- **AIM OF THE EXERCISE**:
The answer must consist of every line from the entries that holds the word "shirt".

- **SUPPLIED MATERIAL**:
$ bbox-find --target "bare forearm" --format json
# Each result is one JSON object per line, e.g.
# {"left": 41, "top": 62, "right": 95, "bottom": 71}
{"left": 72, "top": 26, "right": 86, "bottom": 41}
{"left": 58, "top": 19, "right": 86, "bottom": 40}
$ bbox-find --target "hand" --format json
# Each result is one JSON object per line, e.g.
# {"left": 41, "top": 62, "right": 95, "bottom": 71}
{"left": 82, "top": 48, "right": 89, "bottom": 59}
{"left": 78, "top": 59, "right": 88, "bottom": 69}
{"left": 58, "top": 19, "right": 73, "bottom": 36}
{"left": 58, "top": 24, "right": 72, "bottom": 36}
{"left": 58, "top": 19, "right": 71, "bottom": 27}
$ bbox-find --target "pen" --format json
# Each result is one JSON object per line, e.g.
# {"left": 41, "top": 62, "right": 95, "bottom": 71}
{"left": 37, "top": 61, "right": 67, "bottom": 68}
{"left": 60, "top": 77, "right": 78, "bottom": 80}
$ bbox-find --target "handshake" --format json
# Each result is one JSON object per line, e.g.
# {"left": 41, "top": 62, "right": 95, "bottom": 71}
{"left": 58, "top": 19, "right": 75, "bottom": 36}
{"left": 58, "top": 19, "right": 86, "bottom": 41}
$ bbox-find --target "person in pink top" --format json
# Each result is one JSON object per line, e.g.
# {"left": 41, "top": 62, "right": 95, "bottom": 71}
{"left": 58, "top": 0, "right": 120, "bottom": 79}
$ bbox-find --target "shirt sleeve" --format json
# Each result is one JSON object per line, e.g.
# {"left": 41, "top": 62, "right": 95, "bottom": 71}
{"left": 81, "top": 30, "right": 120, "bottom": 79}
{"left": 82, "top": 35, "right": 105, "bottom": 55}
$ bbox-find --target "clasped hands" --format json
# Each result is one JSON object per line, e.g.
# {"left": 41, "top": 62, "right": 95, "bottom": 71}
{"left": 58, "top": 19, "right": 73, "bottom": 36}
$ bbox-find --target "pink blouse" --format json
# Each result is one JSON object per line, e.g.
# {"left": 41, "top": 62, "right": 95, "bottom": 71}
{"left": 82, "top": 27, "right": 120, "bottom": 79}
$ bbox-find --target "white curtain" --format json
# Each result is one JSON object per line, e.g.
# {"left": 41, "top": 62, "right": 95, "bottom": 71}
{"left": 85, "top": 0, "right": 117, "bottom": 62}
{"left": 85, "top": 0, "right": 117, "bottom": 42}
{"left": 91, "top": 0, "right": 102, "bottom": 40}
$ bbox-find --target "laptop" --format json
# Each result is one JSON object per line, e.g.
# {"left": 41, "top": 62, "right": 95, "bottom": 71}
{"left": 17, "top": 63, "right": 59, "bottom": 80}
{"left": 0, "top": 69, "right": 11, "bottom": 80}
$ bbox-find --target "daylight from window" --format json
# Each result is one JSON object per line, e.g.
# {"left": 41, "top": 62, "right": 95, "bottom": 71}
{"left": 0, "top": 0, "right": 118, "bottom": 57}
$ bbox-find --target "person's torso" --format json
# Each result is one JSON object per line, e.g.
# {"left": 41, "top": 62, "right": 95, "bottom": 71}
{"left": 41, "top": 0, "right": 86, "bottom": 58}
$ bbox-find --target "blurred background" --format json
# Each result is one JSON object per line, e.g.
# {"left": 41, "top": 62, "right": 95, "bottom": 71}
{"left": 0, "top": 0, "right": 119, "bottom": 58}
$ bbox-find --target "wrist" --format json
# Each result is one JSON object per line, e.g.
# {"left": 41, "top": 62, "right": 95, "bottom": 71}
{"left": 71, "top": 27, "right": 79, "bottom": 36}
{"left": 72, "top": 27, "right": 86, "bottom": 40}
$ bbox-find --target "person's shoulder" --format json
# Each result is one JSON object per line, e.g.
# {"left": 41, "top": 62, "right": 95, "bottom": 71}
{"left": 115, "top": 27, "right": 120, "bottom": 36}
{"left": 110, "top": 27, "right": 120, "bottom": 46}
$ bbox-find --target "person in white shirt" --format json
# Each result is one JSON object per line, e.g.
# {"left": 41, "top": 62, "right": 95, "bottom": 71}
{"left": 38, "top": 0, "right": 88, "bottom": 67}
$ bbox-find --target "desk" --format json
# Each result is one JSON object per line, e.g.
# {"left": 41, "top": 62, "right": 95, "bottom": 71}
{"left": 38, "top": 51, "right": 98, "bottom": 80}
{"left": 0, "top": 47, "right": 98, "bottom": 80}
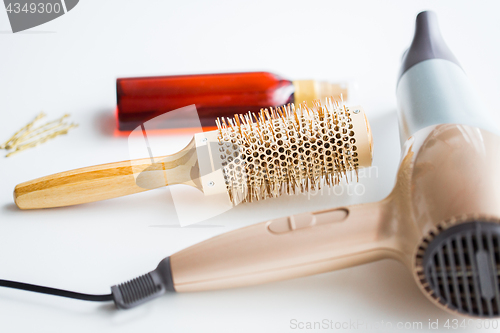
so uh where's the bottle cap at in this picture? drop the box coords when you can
[292,80,348,107]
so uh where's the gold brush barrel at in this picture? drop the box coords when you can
[213,103,373,205]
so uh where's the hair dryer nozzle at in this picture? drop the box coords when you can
[399,11,460,79]
[396,11,499,143]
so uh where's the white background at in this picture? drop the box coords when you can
[1,1,500,332]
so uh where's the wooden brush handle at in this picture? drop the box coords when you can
[14,139,199,209]
[170,199,397,292]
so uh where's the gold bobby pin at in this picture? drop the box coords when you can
[1,112,78,157]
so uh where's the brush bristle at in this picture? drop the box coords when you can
[216,98,360,205]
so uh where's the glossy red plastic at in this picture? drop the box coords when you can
[116,72,295,131]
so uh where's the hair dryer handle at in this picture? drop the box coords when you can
[170,200,396,292]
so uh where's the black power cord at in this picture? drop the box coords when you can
[0,279,113,302]
[0,257,175,308]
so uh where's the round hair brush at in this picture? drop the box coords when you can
[107,12,500,317]
[13,100,373,209]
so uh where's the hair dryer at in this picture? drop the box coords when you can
[109,11,500,318]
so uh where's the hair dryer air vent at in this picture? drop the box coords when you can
[416,217,500,317]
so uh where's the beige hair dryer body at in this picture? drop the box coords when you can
[110,12,500,317]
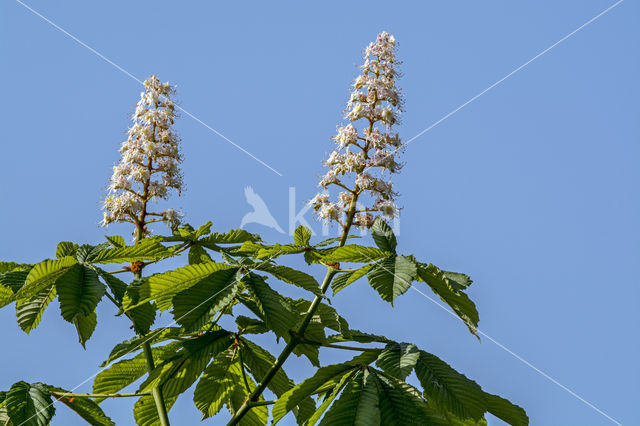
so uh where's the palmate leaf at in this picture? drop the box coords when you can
[331,264,374,295]
[243,273,297,340]
[367,256,417,304]
[252,263,322,296]
[128,262,236,311]
[485,393,528,426]
[56,264,105,322]
[272,352,378,424]
[17,257,77,301]
[15,284,56,333]
[376,342,420,381]
[5,382,55,426]
[48,386,115,426]
[172,268,241,331]
[415,263,479,337]
[414,350,487,421]
[235,316,269,335]
[92,239,169,264]
[133,394,178,426]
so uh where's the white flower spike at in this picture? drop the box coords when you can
[102,75,183,233]
[310,32,403,228]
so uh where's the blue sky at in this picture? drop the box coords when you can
[1,1,638,424]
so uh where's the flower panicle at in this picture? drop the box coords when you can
[102,75,184,233]
[310,31,403,229]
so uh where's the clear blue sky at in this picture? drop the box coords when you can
[1,1,638,424]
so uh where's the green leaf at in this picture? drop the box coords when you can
[122,280,157,334]
[253,263,322,296]
[101,328,184,367]
[94,268,127,303]
[226,379,268,426]
[243,273,296,340]
[140,330,234,398]
[172,268,241,331]
[17,257,77,301]
[5,382,55,426]
[199,229,261,247]
[235,316,269,335]
[188,245,213,265]
[294,225,313,246]
[318,369,380,426]
[74,311,98,348]
[322,245,392,263]
[0,270,29,309]
[371,218,397,253]
[375,371,449,425]
[0,262,32,273]
[272,352,378,424]
[313,235,360,248]
[129,262,236,311]
[92,239,169,264]
[367,256,417,304]
[92,343,181,403]
[331,264,374,295]
[255,244,307,260]
[376,342,420,381]
[105,235,125,248]
[76,243,111,263]
[416,264,479,337]
[307,370,356,425]
[326,329,391,345]
[16,284,56,333]
[193,348,241,419]
[239,338,317,423]
[485,393,528,426]
[48,386,115,426]
[443,271,473,291]
[56,242,79,259]
[414,350,487,421]
[133,394,178,426]
[56,264,105,322]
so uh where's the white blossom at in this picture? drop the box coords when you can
[314,32,404,228]
[102,75,183,230]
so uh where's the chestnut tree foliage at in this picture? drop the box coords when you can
[0,32,527,426]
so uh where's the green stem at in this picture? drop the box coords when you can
[228,196,360,425]
[142,341,170,426]
[135,223,171,426]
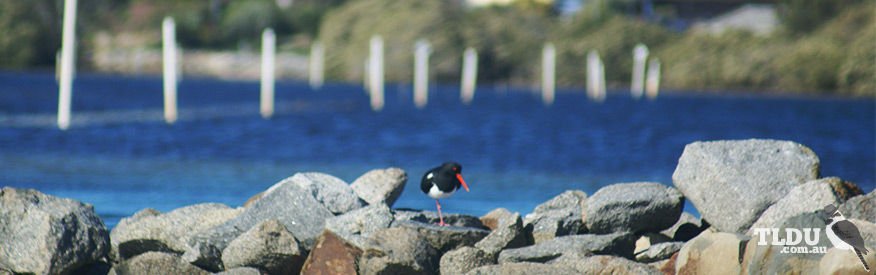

- **RESULT BELOW**:
$ bbox-find --target "shirt sleeve" --format json
$ bbox-find --target "person in white shirt" --format json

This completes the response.